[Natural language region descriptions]
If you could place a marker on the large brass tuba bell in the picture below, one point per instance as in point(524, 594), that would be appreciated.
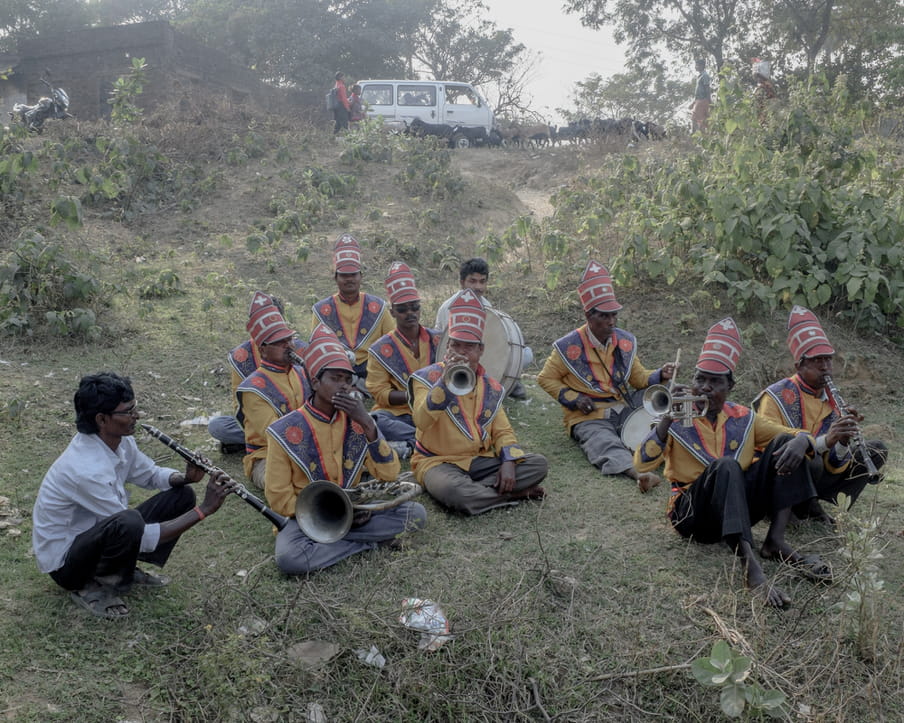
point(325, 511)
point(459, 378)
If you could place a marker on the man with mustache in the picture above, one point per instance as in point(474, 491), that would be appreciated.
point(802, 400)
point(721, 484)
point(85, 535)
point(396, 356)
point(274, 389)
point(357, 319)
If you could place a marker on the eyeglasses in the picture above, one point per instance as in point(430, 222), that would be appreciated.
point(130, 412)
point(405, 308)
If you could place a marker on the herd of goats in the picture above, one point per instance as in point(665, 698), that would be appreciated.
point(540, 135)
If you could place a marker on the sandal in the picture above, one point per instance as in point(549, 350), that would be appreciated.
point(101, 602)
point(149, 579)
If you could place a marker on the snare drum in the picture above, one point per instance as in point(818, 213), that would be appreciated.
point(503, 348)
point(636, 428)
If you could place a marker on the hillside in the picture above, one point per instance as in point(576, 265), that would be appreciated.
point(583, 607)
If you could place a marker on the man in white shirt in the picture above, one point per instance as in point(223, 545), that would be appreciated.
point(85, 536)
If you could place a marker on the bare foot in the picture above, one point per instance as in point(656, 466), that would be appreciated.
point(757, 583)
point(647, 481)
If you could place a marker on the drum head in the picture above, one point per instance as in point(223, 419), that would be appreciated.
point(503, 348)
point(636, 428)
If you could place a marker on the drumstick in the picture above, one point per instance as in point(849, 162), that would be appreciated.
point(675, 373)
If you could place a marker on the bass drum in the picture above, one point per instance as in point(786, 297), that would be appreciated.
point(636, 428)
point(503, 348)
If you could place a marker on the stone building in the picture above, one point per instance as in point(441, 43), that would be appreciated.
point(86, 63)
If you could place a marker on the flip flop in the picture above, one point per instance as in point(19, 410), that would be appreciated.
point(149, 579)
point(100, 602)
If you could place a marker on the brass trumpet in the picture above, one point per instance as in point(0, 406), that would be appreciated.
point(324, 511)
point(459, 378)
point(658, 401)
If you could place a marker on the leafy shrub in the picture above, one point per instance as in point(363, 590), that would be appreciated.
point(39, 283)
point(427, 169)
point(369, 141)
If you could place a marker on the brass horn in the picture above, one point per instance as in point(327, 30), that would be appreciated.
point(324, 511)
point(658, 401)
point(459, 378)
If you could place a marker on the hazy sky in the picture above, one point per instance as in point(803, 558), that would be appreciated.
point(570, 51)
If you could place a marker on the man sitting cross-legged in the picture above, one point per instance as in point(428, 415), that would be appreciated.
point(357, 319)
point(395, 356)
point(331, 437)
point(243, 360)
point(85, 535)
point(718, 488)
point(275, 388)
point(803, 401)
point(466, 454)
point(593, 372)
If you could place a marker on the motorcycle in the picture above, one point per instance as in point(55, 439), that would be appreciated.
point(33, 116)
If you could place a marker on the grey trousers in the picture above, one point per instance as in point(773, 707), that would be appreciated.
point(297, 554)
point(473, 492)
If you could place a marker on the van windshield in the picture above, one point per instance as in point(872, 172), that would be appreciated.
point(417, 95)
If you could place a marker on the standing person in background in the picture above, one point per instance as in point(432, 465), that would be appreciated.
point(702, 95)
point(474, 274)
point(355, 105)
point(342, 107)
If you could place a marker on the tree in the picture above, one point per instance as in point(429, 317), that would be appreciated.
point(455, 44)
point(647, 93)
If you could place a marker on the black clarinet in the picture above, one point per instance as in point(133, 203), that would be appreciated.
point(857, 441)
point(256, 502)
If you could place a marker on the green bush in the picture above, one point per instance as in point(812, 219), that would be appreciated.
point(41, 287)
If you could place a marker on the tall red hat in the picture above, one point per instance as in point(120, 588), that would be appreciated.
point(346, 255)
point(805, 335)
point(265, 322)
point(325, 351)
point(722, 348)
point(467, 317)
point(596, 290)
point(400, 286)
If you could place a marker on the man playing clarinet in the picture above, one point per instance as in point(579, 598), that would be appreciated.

◆ **What needs to be done**:
Every line above goes into your copy exactly; no images go in.

◆ **Exercise response**:
If you could place a marker on the large brass tuba bell in the picture below, one point per instance as in point(524, 594), that would be appreciated.
point(325, 511)
point(459, 378)
If you could place a marker on the man with mustache in the picture above, one point per instance as in point(474, 491), that would be appreciated.
point(802, 400)
point(721, 484)
point(85, 535)
point(396, 356)
point(274, 389)
point(357, 319)
If you could place a marker on the eyeglasses in the picture above, one point per instance as in point(430, 222), that would be appreciated.
point(130, 412)
point(405, 308)
If you could place a marker on the herd of goats in the picture above, one point per instance as in point(665, 698), that would be appreciated.
point(540, 135)
If you could place a marker on the sandal in the picture above, one point per instance as in point(549, 350), that would be appreciated.
point(101, 602)
point(149, 579)
If you could place a marker on the snare drum in the picture above, one point per instance as in point(818, 213), that would be appreciated.
point(503, 348)
point(636, 428)
If you could place a marker on the hillside in the picture above, one point per instance as in point(576, 265), that would be appreciated.
point(583, 607)
If you could place a marker on the man in white shirt in the picture above, one point per instance as in point(223, 545), that would be appreciated.
point(85, 536)
If you could place a marker on the bare foot in the picture above, one point per instance as in point(656, 466), that would be appreciated.
point(757, 583)
point(647, 481)
If you could place a marker on the drum head in the picture above, one point per instance as in point(223, 419), that would be appreciated.
point(503, 348)
point(636, 428)
If you could place a marker on the drumstick in the picture above, one point per instance as in point(849, 162), that would be appreciated.
point(675, 373)
If you could place a marker on the bass drum in the picture above, one point per instance as in point(786, 297), that would be appreciated.
point(636, 428)
point(503, 348)
If you could place a marker on the stone building in the picture above, one point per instance as in point(441, 43), that would be appreciated.
point(86, 63)
If you could place a marker on the flip flop in the picture above, one point per instance as in point(19, 410), that would be appreciated.
point(149, 579)
point(100, 602)
If you could place a marker on the brass trumpet in the picture above, one point per instance as in point(0, 406), that would be appreciated.
point(324, 511)
point(459, 378)
point(658, 401)
If you could place a marker on the leafy shrub in the picture above, one point per instance as in point(363, 590), that would be appreciated.
point(39, 283)
point(427, 169)
point(369, 141)
If you could place a marker on the brass horn in the picture above, one point per instance as in point(327, 30), that would be appreciated.
point(324, 511)
point(658, 401)
point(459, 378)
If you could place a marker on the hazy sky in the picture above, one point per instance as in point(803, 558), that would be appreciated.
point(570, 51)
If you could place a marker on the man sitting cross-legged in the picture above, one point per instance as in point(428, 415), that would be appreciated.
point(357, 319)
point(395, 356)
point(331, 437)
point(243, 360)
point(85, 535)
point(718, 488)
point(275, 388)
point(803, 401)
point(466, 454)
point(593, 372)
If you could place a marker on the motorcycle in the picture above, one point per instance as in point(55, 439), that would be appreciated.
point(33, 116)
If you could place a marker on the grey trousers in the picture above, one point per instance as in point(773, 707), that would be appreciated.
point(297, 554)
point(473, 492)
If you could place a marker on the van windshield in the picture above, one point per instance as in point(872, 172), that would be appreciated.
point(417, 95)
If you could place a marker on the standing person in background in the picture above, one point per instance as in point(432, 465), that would be appreciated.
point(702, 95)
point(474, 274)
point(355, 105)
point(342, 107)
If you could place a marker on the tree in the picture above, one point per instance as in point(429, 317), that would be appreciated.
point(455, 44)
point(647, 93)
If you could place a marker on the black clarinet in the picture above, one point per instance as in point(133, 203), that would be appreciated.
point(857, 441)
point(256, 502)
If you could place a marker on the green bush in the picture above, one point per instance as in point(812, 219), that would be appreciated.
point(41, 287)
If you could place a marker on the tall red hat in the picture above, one point per instance as in point(120, 588), that would be appreciated.
point(346, 255)
point(805, 335)
point(265, 322)
point(325, 351)
point(722, 348)
point(467, 317)
point(596, 290)
point(400, 286)
If you could place a marker on the man playing clarinet in the picture above, one point per instance as in point(579, 598), that would be appreciated.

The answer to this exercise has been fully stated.